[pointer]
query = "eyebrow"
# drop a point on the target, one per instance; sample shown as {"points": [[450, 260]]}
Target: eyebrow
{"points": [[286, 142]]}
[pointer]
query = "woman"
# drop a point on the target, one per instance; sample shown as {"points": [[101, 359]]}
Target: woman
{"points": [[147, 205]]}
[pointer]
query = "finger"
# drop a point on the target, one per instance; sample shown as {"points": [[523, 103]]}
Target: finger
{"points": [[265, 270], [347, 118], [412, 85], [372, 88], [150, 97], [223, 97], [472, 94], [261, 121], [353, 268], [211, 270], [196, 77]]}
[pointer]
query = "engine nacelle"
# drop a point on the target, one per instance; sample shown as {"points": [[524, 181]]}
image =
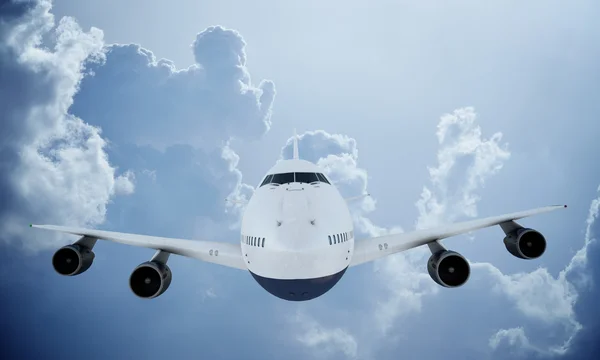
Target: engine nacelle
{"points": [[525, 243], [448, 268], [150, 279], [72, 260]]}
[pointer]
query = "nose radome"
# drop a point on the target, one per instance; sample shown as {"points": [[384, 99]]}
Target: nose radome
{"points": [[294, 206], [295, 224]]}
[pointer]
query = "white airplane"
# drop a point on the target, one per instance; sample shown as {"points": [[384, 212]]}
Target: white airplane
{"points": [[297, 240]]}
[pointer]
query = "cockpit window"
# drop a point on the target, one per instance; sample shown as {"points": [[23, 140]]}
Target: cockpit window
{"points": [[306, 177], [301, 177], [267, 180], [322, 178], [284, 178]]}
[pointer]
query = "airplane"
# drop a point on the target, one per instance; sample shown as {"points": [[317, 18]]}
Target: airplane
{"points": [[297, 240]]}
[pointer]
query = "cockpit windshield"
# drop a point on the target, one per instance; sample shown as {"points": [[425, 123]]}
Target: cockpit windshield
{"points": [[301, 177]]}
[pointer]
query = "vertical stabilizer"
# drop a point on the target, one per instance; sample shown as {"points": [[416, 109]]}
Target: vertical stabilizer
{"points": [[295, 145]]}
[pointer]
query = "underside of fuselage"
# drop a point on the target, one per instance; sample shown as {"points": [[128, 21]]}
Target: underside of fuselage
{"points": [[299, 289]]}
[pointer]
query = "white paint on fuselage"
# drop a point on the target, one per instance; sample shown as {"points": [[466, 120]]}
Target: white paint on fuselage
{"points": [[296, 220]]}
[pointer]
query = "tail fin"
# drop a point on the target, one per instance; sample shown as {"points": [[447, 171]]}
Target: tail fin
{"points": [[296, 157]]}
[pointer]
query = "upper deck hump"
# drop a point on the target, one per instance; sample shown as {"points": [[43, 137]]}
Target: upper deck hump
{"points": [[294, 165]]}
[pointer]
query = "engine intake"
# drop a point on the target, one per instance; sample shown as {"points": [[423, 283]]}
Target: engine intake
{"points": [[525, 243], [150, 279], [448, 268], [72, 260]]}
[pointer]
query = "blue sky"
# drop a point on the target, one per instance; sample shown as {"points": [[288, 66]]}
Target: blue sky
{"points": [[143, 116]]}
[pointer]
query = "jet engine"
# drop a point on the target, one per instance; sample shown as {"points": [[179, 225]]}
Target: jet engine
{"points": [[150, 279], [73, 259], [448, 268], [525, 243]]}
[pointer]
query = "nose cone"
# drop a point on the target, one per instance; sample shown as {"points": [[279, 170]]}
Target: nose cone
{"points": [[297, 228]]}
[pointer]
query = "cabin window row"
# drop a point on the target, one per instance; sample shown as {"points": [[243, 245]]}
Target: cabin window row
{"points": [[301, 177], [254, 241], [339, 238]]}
########################################
#### EXERCISE PROMPT:
Quote every line word for word and keep the images out of the copy.

#### TASK ANSWER:
[pointer]
query = "eyebrow"
# drop a point on the target, one per instance; sample shown as {"points": [[450, 260]]}
Target: eyebrow
{"points": [[286, 142]]}
[pointer]
query = "woman"
# drop a point on the target, one per instance; sample shown as {"points": [[101, 359]]}
Target: woman
{"points": [[147, 205]]}
[pointer]
query = "finger"
# drop a point on the target, one per instance; sample shown as {"points": [[523, 103]]}
Target: finger
{"points": [[265, 270], [347, 118], [412, 85], [372, 88], [150, 97], [223, 97], [472, 94], [261, 121], [353, 268], [211, 270], [196, 77]]}
[pointer]
query = "engine nacelle"
# drop a point on the target, one per instance; sample shown as {"points": [[524, 181]]}
image =
Target: engine nacelle
{"points": [[525, 243], [448, 268], [150, 279], [72, 260]]}
[pointer]
query = "nose radome"
# drop a point on the target, one per instance; sample shown as {"points": [[384, 99]]}
Target: nose radome
{"points": [[294, 206], [295, 224]]}
[pointer]
query = "white airplane"
# drop a point on the target, one per instance; sample shown as {"points": [[384, 212]]}
Target: white airplane
{"points": [[297, 240]]}
[pointer]
query = "cockpit window"
# drop a point on the target, one per instance; sample shown as {"points": [[23, 140]]}
Target: cockpit window
{"points": [[306, 177], [301, 177], [267, 180], [322, 178], [284, 178]]}
[pointer]
query = "airplane"
# drop a point on the target, one per instance; sample shown as {"points": [[317, 18]]}
Target: airplane
{"points": [[297, 240]]}
[pointer]
query = "cockpit windshield"
# drop a point on the target, one per instance; sample shown as {"points": [[425, 123]]}
Target: cockpit windshield
{"points": [[301, 177]]}
[pointer]
query = "vertical stabilizer"
# drop a point on the target, one per instance; sample shown as {"points": [[416, 109]]}
Target: vertical stabilizer
{"points": [[295, 145]]}
[pointer]
query = "underside of fuselage"
# drop a point on the target, one per instance; sample shown as {"points": [[128, 21]]}
Target: underside of fuselage
{"points": [[299, 289]]}
[pointer]
query = "white paint on fuselage"
# drop a point on the target, one per instance; sample shown as {"points": [[466, 120]]}
Target: white paint on fuselage
{"points": [[296, 220]]}
[pointer]
query = "tail fin"
# drop a point on the target, one per instance; sample shown as {"points": [[447, 171]]}
Target: tail fin
{"points": [[296, 157]]}
[pointer]
query = "upper deck hump"
# drop a point on the target, one per instance; sample shown as {"points": [[43, 137]]}
Target: upper deck hump
{"points": [[294, 165]]}
[pointer]
query = "engine intake"
# drop a point on the target, one per instance; sample shown as {"points": [[423, 283]]}
Target: engine intake
{"points": [[525, 243], [150, 279], [448, 268], [72, 260]]}
[pointer]
query = "blue sky"
# drop a point on the target, one per instance; sample shown as {"points": [[288, 66]]}
Target: blue sky
{"points": [[143, 116]]}
[pointer]
query = "jet engine"
# drop a point on the target, one per instance; sample shown as {"points": [[179, 225]]}
Target: jet engine
{"points": [[150, 279], [73, 259], [448, 268], [525, 243]]}
[pointer]
query = "nose cone"
# drop a point on the target, one per instance; sample shown as {"points": [[279, 170]]}
Target: nose cone
{"points": [[297, 228]]}
[pointer]
query = "cabin window row"
# drop a point on the target, one per instance; sample shown as {"points": [[243, 245]]}
Target: cabin window row
{"points": [[301, 177], [254, 241], [339, 238]]}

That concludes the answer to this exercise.